SELECTED PASSAGE section start

Expression of interferon (IFN)-α, interferon receptor (IFNAR) and IFNAR signaling in nociceptive sensory neurons and their central terminals producing antinociceptive effects. (A,B) IFN-α expression in cultured astrocytes (A). (B) Triple staining of IFN-α, GFAP, and nucleus marker DAPI in astrocytes. Scales: 50 μm in A and 10 μm in B. Arrows indicate IFN-α-labeled vesicles in remote astrocyte processes. (C) IFNAR (IFN-α/βR) is colocalized with CGRP in the superficial dorsal horn. Scale: 100 μm. (D–F) IFN-α inhibits synaptic transmission in spinal cord slices. (D) The recorded neuron (somatostatin-positive, shown by white arrow) with an electrode (black arrow). (E) Inhibition of spontaneous excitatory postsynaptic currents (sEPSCs) in lamina II neurons by IFN-α was shown by patch clamp (25 ng/mL, 2 min). a and b indicate traces before and after the treatment. (F) Frequency of sEPSCs, expressed as ratio of baseline. Seven out of nine recorded neurons respond to IFN-α. * p < 0.05, n = 7 neurons. (G) Intrathecal injection of IFN-α produces dose-dependent inhibition of inflammatory pain in rats. IFN-α was given one day after inflammation by complete Freund’s adjuvant (CFA). (H) Type I IFN (IFN-I) activates IFNAR1, resulting in subsequent TYK2 activation and rapid antinociception via inhibition of Na⁺ and Ca²⁺ channels and suppression of action potential firing in nociceptors. In addition, IFN-β may also produce antinociception via interaction with mu-opioid receptors. A–F are reproduced “Reprinted/adapted with permission from Ref. [66]. 2016, Tan PH”. “G is reproduced from Reprinted/adapted with permission from Ref. [65]. 2012, Tan PH”.

SELECTED PASSAGE section end
SUPPLIED RECORDS section start

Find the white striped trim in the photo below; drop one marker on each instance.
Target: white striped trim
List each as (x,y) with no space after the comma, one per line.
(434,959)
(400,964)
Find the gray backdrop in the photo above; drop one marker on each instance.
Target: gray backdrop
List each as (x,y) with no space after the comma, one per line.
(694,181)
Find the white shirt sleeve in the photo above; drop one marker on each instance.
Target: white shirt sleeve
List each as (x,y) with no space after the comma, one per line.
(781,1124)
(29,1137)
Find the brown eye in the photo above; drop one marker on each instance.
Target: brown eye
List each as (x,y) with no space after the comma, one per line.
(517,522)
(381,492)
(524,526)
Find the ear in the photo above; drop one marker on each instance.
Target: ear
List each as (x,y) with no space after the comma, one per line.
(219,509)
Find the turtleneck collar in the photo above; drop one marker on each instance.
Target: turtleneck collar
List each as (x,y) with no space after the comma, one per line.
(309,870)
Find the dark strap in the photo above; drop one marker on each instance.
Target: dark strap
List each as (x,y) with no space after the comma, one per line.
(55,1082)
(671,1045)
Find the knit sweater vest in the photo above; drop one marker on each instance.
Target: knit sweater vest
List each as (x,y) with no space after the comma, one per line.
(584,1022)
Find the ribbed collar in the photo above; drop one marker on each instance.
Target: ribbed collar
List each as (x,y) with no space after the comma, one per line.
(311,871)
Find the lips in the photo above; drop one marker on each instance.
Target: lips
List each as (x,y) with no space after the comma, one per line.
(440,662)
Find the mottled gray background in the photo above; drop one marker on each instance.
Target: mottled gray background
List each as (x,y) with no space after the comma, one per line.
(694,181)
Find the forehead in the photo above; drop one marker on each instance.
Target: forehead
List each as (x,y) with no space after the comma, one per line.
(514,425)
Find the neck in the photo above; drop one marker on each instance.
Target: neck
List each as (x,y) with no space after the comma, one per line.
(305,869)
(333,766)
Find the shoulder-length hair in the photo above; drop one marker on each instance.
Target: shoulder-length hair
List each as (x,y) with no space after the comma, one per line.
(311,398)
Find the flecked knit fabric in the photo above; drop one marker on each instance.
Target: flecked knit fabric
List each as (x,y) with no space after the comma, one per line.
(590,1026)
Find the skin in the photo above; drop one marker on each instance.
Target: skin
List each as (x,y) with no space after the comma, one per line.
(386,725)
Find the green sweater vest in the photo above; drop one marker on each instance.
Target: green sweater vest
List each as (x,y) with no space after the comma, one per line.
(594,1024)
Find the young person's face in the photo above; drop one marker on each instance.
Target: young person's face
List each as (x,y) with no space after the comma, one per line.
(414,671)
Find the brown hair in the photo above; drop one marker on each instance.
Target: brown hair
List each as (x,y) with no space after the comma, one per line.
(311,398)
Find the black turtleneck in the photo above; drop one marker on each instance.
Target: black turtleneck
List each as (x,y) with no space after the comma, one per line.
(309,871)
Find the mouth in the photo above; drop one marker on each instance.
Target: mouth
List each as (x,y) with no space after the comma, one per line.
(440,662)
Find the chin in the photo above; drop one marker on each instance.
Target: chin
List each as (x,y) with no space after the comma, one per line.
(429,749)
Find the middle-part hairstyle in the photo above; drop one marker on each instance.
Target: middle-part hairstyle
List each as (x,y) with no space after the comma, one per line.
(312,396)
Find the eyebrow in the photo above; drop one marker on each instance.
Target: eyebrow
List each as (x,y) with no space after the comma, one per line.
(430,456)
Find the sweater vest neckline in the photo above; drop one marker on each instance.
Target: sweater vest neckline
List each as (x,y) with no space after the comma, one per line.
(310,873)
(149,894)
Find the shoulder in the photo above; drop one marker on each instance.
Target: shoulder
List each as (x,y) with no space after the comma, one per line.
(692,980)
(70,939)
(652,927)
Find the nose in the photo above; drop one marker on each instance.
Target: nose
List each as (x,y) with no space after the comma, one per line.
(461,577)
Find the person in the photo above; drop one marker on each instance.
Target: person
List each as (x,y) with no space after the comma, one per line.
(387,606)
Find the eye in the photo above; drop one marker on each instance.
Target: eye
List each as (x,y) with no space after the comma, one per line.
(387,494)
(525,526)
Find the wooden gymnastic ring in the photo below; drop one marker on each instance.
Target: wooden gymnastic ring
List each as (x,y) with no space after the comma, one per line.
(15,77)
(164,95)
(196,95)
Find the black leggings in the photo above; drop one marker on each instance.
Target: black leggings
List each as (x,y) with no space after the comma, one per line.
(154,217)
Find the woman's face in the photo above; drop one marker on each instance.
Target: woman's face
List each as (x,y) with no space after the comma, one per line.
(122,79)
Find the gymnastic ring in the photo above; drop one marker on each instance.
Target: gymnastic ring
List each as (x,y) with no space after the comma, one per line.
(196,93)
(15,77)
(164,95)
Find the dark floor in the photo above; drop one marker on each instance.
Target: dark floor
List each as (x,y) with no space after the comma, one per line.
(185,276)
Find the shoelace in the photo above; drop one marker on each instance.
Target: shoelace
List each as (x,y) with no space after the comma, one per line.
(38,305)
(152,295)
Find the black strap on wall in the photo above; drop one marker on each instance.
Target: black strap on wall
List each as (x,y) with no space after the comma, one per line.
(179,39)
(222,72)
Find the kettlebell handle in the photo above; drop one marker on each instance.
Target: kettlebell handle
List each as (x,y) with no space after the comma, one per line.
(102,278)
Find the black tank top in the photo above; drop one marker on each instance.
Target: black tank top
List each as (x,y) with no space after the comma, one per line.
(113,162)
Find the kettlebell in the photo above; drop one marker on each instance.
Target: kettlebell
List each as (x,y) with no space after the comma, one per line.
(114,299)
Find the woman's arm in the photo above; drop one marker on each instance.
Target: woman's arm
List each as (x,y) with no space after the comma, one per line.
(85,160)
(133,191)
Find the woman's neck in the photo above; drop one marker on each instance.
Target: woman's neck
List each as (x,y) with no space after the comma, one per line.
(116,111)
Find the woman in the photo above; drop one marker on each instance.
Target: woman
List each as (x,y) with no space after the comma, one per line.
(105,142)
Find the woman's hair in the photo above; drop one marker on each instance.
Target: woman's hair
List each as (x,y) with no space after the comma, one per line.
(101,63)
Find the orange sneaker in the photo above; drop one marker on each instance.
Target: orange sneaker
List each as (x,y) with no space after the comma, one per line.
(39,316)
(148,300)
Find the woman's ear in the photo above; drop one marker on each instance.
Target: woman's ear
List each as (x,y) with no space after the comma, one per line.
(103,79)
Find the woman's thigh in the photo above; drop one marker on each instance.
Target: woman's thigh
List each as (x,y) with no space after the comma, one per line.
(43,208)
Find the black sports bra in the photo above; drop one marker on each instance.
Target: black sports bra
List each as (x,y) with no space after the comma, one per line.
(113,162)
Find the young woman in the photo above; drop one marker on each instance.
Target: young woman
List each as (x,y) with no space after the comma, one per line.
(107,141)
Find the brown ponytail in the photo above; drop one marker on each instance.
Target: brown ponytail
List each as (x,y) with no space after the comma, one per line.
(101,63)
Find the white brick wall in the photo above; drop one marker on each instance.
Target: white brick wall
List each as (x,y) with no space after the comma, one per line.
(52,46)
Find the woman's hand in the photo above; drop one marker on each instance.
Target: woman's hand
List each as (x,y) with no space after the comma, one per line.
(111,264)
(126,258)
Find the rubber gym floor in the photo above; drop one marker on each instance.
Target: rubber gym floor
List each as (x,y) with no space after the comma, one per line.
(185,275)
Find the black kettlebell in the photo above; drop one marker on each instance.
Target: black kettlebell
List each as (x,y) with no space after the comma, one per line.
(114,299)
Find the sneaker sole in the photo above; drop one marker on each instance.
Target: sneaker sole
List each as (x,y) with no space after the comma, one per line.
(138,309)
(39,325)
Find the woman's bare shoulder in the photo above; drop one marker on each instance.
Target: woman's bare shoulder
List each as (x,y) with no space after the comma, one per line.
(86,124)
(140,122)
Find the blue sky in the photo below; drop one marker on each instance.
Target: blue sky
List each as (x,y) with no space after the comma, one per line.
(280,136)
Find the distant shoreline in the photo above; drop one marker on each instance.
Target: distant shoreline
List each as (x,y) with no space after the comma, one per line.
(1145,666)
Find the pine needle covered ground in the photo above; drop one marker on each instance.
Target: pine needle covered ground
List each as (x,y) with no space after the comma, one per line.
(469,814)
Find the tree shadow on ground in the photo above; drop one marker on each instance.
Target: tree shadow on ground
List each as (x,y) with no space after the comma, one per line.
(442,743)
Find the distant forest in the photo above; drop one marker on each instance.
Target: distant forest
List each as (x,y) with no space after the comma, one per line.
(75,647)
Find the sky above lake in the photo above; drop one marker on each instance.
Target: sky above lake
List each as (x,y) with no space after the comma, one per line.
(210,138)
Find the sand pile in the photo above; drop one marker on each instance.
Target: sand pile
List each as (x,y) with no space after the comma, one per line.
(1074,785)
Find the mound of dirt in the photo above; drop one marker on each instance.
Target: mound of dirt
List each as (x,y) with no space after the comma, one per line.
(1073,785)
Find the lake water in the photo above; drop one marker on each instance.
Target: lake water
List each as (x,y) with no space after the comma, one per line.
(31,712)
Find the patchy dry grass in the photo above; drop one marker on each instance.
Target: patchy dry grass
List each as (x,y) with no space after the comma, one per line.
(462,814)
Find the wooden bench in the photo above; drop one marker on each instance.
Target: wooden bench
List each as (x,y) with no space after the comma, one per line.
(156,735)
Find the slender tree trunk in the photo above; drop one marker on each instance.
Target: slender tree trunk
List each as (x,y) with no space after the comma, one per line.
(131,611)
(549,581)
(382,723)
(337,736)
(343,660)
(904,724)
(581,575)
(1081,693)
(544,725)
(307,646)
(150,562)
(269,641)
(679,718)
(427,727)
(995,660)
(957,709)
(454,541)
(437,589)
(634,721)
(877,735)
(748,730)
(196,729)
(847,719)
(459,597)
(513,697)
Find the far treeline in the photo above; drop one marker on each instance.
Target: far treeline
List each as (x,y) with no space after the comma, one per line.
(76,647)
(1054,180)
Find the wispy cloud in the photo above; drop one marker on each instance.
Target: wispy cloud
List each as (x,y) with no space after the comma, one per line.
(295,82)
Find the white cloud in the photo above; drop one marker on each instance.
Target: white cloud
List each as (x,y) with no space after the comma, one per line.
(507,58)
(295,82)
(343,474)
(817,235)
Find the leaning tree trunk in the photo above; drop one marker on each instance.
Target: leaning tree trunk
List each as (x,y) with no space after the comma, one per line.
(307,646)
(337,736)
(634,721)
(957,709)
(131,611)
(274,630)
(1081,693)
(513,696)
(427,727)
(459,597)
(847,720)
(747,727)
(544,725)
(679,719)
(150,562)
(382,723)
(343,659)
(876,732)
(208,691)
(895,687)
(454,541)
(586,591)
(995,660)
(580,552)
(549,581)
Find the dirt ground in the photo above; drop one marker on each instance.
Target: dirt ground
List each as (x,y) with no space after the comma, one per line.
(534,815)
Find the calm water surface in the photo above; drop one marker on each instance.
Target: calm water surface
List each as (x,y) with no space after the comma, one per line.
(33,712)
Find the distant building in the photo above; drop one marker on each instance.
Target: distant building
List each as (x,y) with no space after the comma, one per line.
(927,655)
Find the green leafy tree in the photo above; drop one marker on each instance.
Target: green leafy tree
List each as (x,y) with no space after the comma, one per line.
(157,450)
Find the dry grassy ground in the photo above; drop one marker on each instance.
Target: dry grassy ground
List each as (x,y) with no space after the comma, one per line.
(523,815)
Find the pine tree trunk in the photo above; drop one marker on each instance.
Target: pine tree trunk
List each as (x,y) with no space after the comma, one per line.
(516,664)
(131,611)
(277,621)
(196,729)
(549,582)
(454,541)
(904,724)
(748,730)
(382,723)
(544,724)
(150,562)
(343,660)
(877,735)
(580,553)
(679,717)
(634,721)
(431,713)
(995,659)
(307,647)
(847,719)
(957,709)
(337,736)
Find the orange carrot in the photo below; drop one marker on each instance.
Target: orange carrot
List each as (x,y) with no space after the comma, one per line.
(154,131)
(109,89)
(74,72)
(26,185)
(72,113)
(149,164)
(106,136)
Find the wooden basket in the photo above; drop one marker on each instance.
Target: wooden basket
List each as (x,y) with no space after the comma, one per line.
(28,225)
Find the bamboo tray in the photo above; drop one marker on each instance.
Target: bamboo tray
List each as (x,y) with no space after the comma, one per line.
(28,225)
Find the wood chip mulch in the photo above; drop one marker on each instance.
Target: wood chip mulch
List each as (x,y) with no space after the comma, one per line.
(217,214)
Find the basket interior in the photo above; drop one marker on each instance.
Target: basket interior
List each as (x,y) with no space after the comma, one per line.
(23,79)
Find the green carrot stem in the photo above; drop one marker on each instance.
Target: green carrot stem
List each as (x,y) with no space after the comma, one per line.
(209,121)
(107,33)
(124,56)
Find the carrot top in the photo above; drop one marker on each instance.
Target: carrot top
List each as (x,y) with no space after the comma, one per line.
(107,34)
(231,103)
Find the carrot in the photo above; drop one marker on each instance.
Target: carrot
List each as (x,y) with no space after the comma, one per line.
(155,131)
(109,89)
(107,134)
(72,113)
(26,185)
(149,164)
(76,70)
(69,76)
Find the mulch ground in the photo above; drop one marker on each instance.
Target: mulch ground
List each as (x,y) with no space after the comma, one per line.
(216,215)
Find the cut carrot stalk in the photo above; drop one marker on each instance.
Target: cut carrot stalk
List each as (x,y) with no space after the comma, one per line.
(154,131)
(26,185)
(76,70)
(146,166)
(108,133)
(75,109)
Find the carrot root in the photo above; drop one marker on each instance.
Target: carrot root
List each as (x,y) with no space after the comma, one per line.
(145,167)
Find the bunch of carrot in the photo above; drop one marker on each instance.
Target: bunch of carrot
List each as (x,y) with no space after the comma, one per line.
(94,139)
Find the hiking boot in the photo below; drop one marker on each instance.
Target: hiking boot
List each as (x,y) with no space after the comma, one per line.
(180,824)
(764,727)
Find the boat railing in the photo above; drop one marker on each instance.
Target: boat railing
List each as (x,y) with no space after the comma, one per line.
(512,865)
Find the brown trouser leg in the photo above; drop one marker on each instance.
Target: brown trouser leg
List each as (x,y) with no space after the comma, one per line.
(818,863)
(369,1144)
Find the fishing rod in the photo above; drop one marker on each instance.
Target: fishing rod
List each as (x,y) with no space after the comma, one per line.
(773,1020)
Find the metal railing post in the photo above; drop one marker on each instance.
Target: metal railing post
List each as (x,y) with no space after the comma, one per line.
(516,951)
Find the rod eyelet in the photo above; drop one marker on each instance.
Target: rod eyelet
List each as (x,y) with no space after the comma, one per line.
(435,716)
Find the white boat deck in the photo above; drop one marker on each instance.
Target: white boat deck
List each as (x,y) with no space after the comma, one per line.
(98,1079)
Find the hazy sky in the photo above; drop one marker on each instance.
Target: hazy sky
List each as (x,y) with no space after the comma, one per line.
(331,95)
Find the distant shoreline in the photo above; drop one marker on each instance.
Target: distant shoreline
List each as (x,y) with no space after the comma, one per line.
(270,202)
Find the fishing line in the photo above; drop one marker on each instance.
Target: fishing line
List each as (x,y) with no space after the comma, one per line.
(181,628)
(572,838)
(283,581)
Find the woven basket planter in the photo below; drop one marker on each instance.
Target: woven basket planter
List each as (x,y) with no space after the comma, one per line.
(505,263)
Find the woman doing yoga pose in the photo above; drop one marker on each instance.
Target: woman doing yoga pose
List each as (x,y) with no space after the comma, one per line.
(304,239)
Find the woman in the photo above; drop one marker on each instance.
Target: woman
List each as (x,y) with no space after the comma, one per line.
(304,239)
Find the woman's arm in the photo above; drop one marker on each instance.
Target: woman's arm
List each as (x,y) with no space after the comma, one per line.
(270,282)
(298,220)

SUPPLIED RECORDS section end

ABOUT THIS EXERCISE:
In the figure legend on interferon and pain signaling, translate the sentence "Seven out of nine recorded neurons respond to IFN-α." into Spanish.

TASK OUTPUT:
Siete de las nueve neuronas registradas responden al IFN-α.